_PROBLEM TO SOLVE_
According to the passage on structuring a business sale, why is the sale of a sole proprietorship always an asset sale?

--- Start PASSAGE ---

Structuring the Sale When Selling a Business
Selling a business involves numerous steps, including assessing its value, listing it for sale, managing offers, and successfully completing due diligence. As you approach the final stages before closing the deal, the focus shifts to structuring the sale. The seller must meticulously negotiate and agree upon four variables:
- What you are selling.
- The price.
- How the price is allocated among IRS asset classes.
- How the price will be paid, which is called the payment structure.
Determining What You Are Selling: Asset Sale vs Entity Sale
There are two kinds of business sales: asset sales and entity sales, which are also called stock sales. Each form of business sale has distinct advantages for the buyer and the seller, but rarely the same advantages for both.
Asset Sales
In an asset sale, the seller keeps the actual, legal structure of the business, called the business entity, and sells only the tangible and intangible assets of the business, which the buyer moves into a newly formed business entity.
If you are selling a sole proprietorship, without question yours will be an asset sale because sole proprietorships have no stock to sell. The sale of a corporation or LLC, however, can take the form of an asset sale or an entity sale, and so the structure becomes a point of negotiation.
Benefits to a seller in an asset sale include:
- Nonessential assets can be excluded from the sale, such as cash, investment accounts, vehicles, equipment, and other assets for which the buyer may not want to pay.
- Valuable assets can be retained by the seller and leased back to the business. For example, if a seller owns the building the business is in, the seller might retain the asset, therefore avoiding taxes that would result from its sale – and also generating future income from a lease or lease-purchase agreement with the new business owner.

--- End PASSAGE ---
--- Start EXTRACTED INFORMATION ---

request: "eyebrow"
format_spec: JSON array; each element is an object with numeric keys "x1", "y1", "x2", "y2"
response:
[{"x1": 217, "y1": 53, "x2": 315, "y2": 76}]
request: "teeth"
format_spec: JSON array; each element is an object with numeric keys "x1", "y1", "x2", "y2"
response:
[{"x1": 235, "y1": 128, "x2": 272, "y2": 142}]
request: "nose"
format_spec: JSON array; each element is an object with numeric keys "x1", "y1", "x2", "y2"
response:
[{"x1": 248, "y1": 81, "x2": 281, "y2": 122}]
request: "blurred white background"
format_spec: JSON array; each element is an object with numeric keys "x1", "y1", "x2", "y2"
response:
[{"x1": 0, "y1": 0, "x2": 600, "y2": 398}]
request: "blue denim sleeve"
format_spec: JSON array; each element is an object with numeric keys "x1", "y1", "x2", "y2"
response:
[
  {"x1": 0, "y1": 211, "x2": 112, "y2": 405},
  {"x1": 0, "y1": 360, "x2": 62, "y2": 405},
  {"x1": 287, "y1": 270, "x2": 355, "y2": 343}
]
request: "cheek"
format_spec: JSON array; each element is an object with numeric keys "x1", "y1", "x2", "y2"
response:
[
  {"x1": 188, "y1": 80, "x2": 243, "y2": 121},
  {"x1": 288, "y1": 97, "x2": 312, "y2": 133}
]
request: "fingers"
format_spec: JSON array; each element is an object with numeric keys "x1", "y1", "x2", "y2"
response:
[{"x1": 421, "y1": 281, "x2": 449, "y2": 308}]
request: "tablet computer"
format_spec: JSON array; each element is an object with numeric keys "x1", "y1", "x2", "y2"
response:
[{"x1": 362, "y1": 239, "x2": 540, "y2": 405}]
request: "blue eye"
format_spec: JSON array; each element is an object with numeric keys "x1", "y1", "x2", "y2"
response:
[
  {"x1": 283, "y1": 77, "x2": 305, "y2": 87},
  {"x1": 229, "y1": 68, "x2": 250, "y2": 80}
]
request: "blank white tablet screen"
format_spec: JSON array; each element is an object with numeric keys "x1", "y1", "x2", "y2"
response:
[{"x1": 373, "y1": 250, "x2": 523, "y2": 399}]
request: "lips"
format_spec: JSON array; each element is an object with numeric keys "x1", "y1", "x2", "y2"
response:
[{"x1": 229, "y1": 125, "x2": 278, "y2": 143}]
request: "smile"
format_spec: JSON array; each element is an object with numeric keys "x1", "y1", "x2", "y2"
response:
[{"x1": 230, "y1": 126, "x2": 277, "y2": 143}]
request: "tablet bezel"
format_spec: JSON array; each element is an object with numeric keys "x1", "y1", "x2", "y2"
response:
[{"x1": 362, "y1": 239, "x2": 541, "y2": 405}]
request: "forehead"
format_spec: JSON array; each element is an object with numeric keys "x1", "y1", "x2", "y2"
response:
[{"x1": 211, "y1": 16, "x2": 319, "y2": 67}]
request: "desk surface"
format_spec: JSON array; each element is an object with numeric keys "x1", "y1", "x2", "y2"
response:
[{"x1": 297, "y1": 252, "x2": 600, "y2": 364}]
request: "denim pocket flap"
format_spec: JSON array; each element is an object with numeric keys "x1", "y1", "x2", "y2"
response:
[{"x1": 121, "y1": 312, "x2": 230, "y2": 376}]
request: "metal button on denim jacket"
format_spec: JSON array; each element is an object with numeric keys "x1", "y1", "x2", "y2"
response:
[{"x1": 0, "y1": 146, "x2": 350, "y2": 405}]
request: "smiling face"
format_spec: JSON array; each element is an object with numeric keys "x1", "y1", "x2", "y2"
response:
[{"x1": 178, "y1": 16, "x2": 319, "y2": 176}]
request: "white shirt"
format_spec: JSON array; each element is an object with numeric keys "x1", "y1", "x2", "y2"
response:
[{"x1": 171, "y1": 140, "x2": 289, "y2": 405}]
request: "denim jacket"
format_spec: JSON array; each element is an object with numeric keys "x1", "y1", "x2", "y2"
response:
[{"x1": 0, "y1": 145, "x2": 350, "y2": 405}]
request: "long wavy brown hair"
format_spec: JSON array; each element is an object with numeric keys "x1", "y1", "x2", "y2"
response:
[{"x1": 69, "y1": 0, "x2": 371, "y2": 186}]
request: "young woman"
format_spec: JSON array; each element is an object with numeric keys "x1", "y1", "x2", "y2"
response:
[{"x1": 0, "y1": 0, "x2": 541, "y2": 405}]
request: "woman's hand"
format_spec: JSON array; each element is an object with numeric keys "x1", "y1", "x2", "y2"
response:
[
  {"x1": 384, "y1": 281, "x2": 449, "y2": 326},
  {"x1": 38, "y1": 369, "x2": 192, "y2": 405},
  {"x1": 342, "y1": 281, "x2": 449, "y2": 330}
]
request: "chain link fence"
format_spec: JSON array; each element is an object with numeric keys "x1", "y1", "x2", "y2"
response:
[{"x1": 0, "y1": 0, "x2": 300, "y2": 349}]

--- End EXTRACTED INFORMATION ---

_FULL ANSWER_
Sole proprietorships have no stock to sell.